RNA extraction and quantitative real time PCR (RT-qPCR)
Total RNA extraction was accomplished using TRIzol (TRI Reagent, Sigma-Aldrich, St. Louis, MO) and mechanical cell rupture (Mini-Beadbeater – Biospec Products Inc., Bartlesville, OK). The mRNA was reverse-transcribed using Super-Script III First-Strand Synthesis SuperMix (Invitrogen, Life Technologies). qRT-PCR was performed employing a QuantStudio5 real-time PCR system (Applied Biosystems Inc.) and SYBER green PCR master mix was used in the reaction mixture (Applied Biosystems, Foster City, CA). The sequences of forward and reverse oligonucleotides are listed in (Additional file 1: Table S1). The data were normalized with the 28 kDa ribonucleoprotein (GenBank accession number XP_015701336). The relative expression levels of transcripts of interest were calculated using the standard curve method for relative quantification (Bookout et al. 2006).
L-ornithine-N5-oxygenase enzymatic assay
The enzymatic activity of L-ornithine-N5-oxygenase (SidA) was evaluated as previously described by Zhou et al. (1998) and Haas et al. (1999) with few modifications. Briefly, P. brasiliensis yeast cells were collected and suspended in 0.5 mM potassium phosphate buffer (pH 8.0). The suspension was transferred to tubes containing glass beads (425–600 μm) and submitted to vigorous mixing in a bead beater apparatus (BioSpec) for 5 cycles with intervals of 30 s on ice. The samples were centrifuged 10,000 x g for 15 min and the protein concentration in supernatants was determined with the (Bradford) reagent. To measure the enzymatic activity of SidA, equal amounts of proteins (50 μg) of both conditions, yeast cells incubated with (BPS) or (FOB), were used. The reaction mixture containing 40 μl of 0.5 mM potassium phosphate pH 8.0, 10 μl of 10 mM NADPH, 2 μl of 0.5 mM FAD, 50 μg of cell extract, 30 μl of 10 mM L-ornithine was incubated at 30 °C for 2 h and added of 100 μl of 0.2 M perchloric acid to stop the reaction. For control, the same amount of perchloric acid was added to one sample before incubation. The samples were centrifuged and the supernatants were used to determine the absorbance at 340 nm.

Collection entries
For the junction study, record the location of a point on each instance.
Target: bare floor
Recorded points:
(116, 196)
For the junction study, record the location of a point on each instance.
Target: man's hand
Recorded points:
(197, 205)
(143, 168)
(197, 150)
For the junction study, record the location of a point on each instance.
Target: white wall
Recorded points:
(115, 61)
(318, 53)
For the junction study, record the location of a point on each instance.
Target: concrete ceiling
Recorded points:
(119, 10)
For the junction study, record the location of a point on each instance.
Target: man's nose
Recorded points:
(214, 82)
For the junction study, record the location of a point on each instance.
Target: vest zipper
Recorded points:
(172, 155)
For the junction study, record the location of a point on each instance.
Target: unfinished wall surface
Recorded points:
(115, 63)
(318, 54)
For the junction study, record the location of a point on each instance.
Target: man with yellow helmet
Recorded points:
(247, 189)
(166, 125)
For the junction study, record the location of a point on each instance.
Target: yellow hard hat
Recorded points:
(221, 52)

THINGS TO DO
• a. Answer these questions using the methods text:
(i) What were the qRT-PCR data normalized with?
(ii) At what temperature and for how long was the SidA reaction mixture incubated?
(iii) At what wavelength was absorbance measured in the SidA assay?
• b. Can you extract the part of the methods text from "Total RNA extraction" up to and including "et al. 2006)."?
The material comes from a separate source, unrelated to the methods text.

SET OF ANSWERS
• a.
(i) The 28 kDa ribonucleoprotein (GenBank accession number XP_015701336).
(ii) At 30 °C for 2 h.
(iii) At 340 nm.

• b.
Total RNA extraction was accomplished using TRIzol (TRI Reagent, Sigma-Aldrich, St. Louis, MO) and mechanical cell rupture (Mini-Beadbeater – Biospec Products Inc., Bartlesville, OK). The mRNA was reverse-transcribed using Super-Script III First-Strand Synthesis SuperMix (Invitrogen, Life Technologies). qRT-PCR was performed employing a QuantStudio5 real-time PCR system (Applied Biosystems Inc.) and SYBER green PCR master mix was used in the reaction mixture (Applied Biosystems, Foster City, CA). The sequences of forward and reverse oligonucleotides are listed in (Additional file 1: Table S1). The data were normalized with the 28 kDa ribonucleoprotein (GenBank accession number XP_015701336). The relative expression levels of transcripts of interest were calculated using the standard curve method for relative quantification (Bookout et al. 2006).